▸ **Work item**
Reproduce the entries from their first line up to and including the line with "[pin] car door". Leave out everything after it.

(Beginning of Material provided)

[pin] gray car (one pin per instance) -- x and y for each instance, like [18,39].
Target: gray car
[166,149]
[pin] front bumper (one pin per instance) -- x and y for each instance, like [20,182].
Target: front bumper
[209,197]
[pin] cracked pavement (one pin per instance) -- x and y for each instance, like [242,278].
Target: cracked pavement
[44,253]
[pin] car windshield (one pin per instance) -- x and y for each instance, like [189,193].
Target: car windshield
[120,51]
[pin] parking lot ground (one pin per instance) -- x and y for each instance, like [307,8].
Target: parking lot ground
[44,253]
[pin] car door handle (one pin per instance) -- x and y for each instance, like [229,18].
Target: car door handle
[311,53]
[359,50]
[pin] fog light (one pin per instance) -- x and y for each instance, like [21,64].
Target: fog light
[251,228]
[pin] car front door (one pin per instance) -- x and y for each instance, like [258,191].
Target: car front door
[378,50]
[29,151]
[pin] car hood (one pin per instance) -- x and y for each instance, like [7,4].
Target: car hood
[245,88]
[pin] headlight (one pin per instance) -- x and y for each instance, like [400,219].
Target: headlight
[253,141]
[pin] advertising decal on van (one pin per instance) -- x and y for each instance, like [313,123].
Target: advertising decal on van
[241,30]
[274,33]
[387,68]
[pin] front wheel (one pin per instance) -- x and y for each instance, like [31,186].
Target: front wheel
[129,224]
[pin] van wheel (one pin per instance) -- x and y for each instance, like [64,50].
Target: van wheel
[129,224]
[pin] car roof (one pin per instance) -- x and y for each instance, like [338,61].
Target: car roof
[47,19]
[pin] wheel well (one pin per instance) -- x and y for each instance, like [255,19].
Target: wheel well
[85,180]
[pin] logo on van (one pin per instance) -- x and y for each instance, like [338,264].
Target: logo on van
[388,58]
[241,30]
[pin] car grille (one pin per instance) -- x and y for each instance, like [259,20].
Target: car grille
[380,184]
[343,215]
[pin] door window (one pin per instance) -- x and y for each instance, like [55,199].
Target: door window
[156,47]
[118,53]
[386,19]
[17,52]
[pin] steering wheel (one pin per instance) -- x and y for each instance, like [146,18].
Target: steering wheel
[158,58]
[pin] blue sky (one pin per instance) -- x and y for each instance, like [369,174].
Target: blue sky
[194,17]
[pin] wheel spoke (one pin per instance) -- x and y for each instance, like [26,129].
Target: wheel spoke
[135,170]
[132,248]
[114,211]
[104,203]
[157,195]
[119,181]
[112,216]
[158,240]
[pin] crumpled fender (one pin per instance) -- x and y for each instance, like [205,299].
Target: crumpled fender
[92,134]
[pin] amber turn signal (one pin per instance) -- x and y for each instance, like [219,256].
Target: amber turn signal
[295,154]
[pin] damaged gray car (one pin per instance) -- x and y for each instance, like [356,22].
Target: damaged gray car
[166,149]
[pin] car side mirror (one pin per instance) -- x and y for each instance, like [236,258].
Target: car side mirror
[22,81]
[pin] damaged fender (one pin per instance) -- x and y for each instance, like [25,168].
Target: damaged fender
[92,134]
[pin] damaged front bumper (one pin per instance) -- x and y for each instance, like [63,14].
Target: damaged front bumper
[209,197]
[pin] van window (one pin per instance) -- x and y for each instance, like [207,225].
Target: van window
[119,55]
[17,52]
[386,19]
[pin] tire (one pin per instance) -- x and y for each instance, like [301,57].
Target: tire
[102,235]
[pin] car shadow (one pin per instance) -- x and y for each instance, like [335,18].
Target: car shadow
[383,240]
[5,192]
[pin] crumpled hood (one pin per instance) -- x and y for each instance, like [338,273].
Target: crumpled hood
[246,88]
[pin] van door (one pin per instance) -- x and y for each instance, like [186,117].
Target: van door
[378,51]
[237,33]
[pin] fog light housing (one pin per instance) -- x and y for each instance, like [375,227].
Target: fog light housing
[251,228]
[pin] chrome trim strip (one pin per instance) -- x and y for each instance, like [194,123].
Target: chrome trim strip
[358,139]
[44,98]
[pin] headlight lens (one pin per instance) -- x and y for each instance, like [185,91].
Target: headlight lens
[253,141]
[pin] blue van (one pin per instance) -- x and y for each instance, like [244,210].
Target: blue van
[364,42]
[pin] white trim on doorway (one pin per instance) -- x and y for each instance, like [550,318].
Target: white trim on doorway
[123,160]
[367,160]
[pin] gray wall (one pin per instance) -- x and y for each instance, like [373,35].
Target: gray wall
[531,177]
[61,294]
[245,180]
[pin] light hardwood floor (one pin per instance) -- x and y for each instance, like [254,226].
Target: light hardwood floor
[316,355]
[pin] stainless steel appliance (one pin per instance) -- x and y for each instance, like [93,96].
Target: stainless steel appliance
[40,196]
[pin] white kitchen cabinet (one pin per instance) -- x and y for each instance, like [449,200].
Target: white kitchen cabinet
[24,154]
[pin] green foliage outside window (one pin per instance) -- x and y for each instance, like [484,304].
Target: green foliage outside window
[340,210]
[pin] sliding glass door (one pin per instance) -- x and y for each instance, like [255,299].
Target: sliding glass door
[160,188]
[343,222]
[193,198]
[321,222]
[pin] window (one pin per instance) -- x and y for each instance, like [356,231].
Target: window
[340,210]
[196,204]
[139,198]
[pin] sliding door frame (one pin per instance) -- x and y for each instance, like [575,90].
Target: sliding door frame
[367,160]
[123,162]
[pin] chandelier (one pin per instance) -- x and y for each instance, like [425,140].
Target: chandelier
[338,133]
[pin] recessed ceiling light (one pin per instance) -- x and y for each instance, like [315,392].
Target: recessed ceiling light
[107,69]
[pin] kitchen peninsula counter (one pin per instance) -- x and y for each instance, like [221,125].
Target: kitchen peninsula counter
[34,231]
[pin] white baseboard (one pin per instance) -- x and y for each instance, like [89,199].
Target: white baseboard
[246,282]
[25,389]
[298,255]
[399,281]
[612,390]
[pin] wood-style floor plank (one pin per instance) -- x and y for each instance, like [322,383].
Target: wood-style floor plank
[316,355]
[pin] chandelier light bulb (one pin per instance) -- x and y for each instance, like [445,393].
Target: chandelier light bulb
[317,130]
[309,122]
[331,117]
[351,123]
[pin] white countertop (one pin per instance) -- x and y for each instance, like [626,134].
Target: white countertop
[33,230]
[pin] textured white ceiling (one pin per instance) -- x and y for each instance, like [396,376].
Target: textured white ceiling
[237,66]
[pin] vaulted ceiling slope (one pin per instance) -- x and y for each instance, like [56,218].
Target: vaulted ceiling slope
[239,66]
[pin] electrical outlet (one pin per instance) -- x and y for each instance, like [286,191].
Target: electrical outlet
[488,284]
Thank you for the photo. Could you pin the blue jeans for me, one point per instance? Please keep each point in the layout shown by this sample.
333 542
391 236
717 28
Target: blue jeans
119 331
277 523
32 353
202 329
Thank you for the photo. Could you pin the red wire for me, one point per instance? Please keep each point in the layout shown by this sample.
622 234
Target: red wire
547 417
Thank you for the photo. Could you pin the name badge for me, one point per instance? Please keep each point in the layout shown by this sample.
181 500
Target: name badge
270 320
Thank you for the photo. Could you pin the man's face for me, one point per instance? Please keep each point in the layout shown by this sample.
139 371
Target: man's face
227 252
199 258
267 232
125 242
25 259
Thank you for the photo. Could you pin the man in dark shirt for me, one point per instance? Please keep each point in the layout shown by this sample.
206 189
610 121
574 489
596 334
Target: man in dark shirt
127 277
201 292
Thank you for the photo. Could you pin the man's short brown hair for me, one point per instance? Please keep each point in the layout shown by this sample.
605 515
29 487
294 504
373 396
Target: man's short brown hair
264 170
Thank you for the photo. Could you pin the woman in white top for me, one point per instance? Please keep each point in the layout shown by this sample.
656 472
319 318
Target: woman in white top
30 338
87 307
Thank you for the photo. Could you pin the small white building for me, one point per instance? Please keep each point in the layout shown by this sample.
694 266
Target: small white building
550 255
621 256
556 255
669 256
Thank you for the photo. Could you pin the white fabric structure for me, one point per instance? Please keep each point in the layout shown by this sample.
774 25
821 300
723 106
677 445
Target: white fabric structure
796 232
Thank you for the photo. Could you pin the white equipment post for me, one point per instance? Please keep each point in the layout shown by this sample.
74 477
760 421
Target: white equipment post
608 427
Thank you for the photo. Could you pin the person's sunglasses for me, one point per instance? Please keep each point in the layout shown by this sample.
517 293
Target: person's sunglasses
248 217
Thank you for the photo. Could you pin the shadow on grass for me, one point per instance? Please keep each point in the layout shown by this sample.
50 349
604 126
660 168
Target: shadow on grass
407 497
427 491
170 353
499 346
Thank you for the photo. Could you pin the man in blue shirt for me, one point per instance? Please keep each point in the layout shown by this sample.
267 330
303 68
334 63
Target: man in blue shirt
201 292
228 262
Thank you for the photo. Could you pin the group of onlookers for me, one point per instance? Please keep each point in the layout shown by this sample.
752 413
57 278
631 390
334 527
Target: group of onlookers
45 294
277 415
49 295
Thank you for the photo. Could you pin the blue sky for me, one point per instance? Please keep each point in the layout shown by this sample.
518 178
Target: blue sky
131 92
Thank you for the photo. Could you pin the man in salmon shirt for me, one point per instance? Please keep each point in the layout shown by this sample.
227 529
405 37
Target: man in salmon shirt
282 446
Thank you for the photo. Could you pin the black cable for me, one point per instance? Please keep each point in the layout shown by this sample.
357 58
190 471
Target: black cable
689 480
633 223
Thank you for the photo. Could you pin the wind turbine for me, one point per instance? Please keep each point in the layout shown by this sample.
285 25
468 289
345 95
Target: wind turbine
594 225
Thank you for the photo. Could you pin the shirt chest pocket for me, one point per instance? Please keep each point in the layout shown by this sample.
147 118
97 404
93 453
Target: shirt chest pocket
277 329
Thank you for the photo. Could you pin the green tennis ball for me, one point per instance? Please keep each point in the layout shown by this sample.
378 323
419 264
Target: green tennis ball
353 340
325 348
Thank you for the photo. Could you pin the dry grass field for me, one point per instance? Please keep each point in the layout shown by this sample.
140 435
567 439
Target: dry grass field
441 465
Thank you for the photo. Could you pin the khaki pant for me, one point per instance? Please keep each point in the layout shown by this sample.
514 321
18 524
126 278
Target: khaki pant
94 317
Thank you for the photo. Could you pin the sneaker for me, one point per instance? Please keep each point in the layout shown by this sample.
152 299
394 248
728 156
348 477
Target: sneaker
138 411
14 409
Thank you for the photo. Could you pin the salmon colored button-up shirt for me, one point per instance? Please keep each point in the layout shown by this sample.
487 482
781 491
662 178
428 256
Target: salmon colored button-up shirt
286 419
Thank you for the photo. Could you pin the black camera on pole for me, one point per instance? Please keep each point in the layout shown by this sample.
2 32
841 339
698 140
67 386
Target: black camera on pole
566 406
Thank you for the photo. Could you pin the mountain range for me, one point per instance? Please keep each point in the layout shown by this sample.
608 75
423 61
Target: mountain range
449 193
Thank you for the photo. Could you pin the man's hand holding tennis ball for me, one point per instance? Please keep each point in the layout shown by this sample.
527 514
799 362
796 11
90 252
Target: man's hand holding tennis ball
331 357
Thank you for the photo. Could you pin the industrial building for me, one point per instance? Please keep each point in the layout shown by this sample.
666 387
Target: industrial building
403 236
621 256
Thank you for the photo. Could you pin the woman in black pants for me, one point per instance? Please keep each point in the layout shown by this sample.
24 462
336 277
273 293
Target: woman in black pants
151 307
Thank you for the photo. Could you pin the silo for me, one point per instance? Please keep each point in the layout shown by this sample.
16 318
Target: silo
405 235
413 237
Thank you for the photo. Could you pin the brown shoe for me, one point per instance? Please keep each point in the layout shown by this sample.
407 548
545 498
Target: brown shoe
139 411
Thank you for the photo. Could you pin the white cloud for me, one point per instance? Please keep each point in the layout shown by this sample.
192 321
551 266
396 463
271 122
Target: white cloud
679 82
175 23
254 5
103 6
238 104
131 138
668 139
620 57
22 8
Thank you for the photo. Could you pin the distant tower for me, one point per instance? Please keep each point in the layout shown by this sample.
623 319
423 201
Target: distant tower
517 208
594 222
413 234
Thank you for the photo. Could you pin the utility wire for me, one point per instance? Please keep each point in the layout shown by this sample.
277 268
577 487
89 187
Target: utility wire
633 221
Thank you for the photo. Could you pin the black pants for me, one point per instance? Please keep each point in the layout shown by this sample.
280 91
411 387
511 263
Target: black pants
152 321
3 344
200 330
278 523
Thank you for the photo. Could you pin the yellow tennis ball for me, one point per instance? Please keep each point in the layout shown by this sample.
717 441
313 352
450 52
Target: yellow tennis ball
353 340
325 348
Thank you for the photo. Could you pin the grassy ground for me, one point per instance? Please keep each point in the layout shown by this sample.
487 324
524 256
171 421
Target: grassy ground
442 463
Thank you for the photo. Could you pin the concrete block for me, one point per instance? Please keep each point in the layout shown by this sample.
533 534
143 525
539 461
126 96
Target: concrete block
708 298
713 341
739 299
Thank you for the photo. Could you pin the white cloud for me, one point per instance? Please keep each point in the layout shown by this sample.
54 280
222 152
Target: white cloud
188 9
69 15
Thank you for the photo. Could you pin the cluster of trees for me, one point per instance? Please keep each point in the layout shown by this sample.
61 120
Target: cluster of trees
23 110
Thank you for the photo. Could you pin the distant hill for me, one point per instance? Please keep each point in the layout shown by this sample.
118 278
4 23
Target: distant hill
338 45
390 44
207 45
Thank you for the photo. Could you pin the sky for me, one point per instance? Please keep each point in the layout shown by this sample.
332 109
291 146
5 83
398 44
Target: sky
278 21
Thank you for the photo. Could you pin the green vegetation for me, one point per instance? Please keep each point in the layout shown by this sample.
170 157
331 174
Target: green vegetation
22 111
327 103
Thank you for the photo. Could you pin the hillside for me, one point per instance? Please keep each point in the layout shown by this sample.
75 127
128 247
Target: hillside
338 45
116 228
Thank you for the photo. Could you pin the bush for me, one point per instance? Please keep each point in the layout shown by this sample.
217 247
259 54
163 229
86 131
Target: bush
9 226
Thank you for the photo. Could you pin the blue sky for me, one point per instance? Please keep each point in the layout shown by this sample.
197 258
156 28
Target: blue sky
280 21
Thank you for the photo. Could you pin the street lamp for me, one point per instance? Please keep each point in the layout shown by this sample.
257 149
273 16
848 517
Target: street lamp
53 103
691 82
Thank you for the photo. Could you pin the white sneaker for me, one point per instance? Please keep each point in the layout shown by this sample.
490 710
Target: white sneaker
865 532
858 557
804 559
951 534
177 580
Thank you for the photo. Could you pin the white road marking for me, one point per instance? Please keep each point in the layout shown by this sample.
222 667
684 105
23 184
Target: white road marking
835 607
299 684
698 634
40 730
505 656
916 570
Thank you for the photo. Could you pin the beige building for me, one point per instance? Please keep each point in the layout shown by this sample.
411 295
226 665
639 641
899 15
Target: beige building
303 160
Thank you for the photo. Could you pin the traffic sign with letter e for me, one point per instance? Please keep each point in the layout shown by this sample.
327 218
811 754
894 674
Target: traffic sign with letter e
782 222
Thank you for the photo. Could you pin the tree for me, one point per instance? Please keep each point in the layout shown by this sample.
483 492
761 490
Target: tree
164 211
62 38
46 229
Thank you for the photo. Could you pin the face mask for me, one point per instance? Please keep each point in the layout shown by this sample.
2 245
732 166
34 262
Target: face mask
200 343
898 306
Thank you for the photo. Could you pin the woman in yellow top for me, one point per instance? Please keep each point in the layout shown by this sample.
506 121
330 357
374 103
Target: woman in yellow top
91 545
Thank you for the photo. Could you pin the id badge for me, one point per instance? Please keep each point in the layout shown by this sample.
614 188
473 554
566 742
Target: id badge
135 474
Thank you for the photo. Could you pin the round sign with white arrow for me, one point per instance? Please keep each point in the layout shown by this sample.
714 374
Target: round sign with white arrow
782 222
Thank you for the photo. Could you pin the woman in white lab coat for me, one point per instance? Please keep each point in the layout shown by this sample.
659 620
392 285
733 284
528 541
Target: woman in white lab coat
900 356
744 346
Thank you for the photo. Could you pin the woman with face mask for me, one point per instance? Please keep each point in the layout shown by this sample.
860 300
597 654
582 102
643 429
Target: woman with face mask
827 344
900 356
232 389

(End of Material provided)

▸ **Written solution**
[pin] gray car (one pin per instance) -- x and y for each instance, like [18,39].
Target: gray car
[166,149]
[pin] front bumper (one pin per instance) -- x and y for each instance, like [20,182].
Target: front bumper
[209,197]
[pin] cracked pavement (one pin per instance) -- x and y for each instance, like [242,278].
Target: cracked pavement
[44,253]
[pin] car windshield (one pin per instance) -- x and y for each instance, like [189,193].
Target: car windshield
[120,51]
[pin] parking lot ground (one pin per instance) -- x and y for each instance, like [307,8].
Target: parking lot ground
[44,253]
[pin] car door handle (one pin per instance) -- x and y for each instance, like [229,18].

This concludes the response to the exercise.